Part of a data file

====================

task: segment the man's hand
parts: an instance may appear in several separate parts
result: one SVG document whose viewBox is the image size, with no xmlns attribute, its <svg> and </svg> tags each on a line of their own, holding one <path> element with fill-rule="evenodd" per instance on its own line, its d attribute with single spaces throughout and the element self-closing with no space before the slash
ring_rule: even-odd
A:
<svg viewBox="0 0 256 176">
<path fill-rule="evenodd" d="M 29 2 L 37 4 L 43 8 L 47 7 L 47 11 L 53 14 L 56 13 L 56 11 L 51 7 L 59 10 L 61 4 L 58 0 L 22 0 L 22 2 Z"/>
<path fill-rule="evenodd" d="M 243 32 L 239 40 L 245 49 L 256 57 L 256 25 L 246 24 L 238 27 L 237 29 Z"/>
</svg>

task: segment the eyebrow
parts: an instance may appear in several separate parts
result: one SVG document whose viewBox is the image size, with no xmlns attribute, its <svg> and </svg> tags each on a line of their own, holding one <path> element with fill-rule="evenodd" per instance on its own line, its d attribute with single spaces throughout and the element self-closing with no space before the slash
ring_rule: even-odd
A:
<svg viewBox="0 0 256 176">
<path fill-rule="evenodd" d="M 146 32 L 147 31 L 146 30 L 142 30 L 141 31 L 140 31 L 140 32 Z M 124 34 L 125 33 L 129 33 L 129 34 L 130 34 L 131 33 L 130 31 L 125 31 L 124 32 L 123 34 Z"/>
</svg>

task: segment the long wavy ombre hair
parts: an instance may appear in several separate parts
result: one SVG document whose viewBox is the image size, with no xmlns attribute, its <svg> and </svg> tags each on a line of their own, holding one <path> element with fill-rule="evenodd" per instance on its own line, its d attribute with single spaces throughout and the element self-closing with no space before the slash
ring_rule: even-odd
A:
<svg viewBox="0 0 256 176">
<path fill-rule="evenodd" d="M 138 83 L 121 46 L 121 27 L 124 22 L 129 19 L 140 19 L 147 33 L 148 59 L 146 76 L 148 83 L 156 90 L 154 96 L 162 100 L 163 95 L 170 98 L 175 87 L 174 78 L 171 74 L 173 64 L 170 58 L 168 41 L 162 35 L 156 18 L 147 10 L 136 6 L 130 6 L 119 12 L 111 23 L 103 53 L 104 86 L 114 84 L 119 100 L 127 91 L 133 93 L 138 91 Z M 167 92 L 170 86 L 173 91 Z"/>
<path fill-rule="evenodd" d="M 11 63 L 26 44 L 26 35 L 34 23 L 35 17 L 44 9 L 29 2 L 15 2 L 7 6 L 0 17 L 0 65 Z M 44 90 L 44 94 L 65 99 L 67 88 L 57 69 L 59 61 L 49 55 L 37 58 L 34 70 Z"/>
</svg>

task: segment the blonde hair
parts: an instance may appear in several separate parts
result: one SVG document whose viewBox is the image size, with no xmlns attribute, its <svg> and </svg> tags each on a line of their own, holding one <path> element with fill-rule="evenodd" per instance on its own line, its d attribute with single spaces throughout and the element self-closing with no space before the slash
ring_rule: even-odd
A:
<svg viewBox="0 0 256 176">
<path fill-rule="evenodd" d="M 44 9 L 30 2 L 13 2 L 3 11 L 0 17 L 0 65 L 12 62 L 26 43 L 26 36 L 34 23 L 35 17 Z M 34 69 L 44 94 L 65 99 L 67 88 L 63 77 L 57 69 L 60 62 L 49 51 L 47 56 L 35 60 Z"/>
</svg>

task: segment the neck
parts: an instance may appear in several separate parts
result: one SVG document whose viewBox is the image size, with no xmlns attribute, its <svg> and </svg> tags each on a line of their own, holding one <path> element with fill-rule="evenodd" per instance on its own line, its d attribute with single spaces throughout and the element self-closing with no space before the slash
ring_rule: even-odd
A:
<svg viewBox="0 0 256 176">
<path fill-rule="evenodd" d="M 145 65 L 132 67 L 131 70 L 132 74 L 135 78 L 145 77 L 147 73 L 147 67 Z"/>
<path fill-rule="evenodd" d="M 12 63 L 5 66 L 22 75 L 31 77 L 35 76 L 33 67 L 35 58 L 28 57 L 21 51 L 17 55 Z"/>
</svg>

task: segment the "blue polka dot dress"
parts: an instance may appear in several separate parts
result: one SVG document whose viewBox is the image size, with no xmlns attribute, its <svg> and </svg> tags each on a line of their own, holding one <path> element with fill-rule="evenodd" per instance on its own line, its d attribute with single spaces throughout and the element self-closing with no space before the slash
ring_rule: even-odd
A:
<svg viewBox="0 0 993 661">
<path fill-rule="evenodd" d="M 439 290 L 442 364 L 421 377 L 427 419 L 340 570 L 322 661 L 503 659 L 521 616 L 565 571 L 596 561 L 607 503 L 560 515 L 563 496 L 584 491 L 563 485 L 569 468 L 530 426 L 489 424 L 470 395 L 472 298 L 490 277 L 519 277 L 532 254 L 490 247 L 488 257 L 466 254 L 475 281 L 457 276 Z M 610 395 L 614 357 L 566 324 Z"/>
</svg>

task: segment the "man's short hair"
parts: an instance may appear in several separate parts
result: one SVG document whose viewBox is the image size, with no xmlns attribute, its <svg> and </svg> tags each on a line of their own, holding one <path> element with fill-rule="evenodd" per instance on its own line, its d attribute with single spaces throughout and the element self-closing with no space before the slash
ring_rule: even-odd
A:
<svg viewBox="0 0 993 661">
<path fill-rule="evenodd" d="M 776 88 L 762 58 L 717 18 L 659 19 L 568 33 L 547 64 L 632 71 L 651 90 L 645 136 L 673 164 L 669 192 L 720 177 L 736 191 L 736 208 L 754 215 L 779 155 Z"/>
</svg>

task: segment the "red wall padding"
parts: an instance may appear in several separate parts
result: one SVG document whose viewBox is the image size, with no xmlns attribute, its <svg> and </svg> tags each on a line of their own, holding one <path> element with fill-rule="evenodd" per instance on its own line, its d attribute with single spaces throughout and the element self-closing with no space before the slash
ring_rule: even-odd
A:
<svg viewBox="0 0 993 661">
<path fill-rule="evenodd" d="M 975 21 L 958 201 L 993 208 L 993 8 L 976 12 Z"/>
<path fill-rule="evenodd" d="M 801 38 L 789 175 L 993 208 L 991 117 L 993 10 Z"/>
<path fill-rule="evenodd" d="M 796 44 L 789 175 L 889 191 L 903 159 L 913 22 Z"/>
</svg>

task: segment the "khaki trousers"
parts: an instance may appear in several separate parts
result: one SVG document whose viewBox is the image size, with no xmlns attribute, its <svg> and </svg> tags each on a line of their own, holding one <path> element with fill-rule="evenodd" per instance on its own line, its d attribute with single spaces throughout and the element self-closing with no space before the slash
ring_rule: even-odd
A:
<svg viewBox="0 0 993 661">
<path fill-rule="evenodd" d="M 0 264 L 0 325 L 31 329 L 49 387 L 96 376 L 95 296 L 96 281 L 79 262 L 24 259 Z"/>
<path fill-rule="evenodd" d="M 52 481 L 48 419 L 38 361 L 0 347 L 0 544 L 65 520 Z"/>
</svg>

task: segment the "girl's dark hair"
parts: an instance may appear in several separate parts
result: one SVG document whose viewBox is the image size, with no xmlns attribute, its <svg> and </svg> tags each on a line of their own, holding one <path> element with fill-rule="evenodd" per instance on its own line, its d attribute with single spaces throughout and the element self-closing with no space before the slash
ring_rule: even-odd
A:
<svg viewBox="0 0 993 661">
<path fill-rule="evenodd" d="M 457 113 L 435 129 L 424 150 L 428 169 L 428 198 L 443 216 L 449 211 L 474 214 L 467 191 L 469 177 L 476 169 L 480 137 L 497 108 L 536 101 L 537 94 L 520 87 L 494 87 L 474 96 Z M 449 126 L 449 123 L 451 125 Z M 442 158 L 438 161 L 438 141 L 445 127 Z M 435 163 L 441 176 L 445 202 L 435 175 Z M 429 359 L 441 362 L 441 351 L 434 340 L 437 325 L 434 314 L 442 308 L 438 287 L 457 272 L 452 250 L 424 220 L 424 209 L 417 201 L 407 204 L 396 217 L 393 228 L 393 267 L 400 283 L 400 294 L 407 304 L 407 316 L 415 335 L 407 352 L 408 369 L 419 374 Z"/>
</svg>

====================

- **EXERCISE DETAILS**
Rewrite everything from the start of the material down to the line containing "29 2 L 37 4" as a JSON list of strings, with one string per line and any blank lines left out.

- **REPLY TO THE EXERCISE**
[
  "task: segment the man's hand",
  "parts: an instance may appear in several separate parts",
  "result: one SVG document whose viewBox is the image size, with no xmlns attribute, its <svg> and </svg> tags each on a line of their own, holding one <path> element with fill-rule=\"evenodd\" per instance on its own line, its d attribute with single spaces throughout and the element self-closing with no space before the slash",
  "ring_rule: even-odd",
  "A:",
  "<svg viewBox=\"0 0 256 176\">",
  "<path fill-rule=\"evenodd\" d=\"M 29 2 L 37 4 L 43 8 L 47 7 L 47 11 L 53 14 L 56 13 L 56 11 L 51 7 L 59 10 L 61 4 L 58 0 L 22 0 L 22 2 Z\"/>"
]